** RECORD EXTRACTS **

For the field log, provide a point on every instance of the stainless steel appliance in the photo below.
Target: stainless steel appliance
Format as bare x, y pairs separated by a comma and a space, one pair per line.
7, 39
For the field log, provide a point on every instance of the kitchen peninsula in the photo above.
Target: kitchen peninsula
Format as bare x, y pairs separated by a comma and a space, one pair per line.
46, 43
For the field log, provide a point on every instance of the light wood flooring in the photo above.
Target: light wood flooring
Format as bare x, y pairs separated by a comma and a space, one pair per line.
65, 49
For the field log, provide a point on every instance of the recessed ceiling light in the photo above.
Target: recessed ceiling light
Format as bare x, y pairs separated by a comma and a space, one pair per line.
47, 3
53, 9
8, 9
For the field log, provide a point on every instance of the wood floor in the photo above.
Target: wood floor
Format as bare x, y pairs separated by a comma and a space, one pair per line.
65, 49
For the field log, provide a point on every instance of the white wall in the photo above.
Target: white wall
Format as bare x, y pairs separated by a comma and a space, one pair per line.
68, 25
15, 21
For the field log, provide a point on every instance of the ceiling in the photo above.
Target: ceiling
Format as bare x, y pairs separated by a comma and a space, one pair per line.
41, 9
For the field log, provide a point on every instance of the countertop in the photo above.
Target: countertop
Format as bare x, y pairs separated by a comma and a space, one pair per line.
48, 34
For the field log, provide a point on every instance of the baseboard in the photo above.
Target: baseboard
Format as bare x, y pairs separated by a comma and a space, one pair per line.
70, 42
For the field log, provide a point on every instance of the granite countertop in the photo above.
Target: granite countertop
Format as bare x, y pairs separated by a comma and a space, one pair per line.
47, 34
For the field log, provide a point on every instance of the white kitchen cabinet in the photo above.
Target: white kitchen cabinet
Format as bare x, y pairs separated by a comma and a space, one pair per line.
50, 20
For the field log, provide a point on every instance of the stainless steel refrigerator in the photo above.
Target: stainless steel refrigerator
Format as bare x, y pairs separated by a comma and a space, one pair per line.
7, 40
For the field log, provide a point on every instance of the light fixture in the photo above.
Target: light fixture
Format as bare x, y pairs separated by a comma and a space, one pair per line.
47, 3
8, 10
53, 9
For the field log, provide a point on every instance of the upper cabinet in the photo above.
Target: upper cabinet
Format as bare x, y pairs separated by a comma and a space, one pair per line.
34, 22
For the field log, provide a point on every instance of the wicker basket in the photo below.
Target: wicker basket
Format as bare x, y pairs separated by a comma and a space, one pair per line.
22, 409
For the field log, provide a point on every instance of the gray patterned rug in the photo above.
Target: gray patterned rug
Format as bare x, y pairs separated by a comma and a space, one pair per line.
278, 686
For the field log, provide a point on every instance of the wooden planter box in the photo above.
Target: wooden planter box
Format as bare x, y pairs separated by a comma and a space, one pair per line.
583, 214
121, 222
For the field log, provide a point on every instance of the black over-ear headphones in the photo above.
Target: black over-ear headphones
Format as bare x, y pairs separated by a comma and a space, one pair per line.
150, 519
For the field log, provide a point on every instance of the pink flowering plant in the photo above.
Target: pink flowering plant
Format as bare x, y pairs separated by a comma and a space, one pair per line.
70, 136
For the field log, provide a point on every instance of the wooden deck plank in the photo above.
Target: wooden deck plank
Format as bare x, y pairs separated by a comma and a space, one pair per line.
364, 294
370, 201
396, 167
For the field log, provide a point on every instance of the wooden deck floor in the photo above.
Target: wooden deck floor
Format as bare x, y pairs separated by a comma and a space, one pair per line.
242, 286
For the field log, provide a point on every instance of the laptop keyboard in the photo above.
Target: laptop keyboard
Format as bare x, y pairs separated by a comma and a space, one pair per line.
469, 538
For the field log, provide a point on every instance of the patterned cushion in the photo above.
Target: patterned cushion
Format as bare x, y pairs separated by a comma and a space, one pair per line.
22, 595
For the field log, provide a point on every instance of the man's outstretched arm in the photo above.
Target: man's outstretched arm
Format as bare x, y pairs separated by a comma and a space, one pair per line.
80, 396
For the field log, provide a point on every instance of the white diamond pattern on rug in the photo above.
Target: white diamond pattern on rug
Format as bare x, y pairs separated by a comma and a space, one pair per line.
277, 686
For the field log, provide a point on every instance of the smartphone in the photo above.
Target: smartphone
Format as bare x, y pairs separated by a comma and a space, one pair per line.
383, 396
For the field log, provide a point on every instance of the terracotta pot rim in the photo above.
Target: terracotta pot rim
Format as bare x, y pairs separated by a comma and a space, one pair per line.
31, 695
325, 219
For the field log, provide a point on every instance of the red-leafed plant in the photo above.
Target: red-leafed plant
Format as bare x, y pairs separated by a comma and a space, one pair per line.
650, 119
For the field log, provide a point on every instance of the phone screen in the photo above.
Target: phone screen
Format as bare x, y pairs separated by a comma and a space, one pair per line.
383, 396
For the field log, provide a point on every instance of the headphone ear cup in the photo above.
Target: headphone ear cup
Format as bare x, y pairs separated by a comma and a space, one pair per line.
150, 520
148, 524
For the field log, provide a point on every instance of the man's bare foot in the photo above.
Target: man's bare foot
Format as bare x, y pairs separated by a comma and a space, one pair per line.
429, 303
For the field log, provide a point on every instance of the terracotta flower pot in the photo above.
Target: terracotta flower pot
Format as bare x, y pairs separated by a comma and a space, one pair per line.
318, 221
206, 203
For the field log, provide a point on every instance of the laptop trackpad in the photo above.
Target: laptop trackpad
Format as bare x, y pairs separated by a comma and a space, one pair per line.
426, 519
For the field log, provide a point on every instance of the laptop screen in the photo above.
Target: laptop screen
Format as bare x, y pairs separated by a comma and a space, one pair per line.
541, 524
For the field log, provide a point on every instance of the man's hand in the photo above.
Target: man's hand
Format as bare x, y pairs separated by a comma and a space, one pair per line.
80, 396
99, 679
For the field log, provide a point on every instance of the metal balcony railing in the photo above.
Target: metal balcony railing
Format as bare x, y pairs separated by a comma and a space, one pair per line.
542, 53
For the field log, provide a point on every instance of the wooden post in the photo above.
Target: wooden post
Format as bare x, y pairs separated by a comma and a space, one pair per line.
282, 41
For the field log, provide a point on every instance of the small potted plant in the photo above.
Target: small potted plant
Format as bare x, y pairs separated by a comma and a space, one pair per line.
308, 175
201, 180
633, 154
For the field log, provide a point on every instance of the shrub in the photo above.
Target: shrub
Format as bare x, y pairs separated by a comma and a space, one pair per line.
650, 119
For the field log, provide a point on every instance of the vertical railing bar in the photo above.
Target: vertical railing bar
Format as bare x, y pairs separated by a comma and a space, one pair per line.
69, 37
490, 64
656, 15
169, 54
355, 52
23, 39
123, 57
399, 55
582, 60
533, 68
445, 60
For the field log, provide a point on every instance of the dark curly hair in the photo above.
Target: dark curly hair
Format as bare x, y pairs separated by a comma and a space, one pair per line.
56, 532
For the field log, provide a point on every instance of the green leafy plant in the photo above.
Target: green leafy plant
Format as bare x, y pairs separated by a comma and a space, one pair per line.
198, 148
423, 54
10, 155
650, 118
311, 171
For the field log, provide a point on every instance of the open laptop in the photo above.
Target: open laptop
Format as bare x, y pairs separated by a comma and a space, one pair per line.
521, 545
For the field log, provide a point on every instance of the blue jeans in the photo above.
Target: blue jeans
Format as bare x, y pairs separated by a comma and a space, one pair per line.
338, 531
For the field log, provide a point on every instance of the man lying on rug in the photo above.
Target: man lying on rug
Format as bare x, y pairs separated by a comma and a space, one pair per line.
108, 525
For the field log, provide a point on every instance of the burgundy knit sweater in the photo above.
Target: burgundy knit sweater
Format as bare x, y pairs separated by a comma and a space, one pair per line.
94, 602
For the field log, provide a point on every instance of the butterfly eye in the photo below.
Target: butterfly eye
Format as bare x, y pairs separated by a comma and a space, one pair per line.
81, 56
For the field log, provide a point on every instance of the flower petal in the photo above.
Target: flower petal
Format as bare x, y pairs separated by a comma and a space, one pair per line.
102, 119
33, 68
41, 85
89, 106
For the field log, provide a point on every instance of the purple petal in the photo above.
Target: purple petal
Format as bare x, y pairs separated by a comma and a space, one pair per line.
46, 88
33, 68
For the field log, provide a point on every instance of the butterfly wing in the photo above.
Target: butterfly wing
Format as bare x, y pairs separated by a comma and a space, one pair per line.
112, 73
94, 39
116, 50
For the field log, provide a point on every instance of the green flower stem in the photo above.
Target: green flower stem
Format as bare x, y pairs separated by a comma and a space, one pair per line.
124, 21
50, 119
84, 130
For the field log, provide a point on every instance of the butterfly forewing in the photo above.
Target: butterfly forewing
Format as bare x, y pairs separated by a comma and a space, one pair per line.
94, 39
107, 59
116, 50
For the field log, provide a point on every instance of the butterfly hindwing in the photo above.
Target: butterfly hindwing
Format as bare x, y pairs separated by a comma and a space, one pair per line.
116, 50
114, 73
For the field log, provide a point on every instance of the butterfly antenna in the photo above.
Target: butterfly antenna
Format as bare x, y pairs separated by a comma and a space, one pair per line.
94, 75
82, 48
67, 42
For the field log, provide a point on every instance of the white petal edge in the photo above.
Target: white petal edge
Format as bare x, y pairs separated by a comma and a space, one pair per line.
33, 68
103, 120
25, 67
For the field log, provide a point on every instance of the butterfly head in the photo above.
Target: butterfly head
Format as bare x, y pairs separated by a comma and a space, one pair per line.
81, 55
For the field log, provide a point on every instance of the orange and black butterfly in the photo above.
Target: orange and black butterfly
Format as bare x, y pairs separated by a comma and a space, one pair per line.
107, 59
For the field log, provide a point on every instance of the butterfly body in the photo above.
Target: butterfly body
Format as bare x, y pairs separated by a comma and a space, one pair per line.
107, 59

** EXERCISE OBJECTIVE **
In the data above, copy every line where the string "antenna" appears.

** ANSWER BOX **
For the field log, provide a point on every instance of the butterfly antenna in the photo above.
Target: butterfly antenna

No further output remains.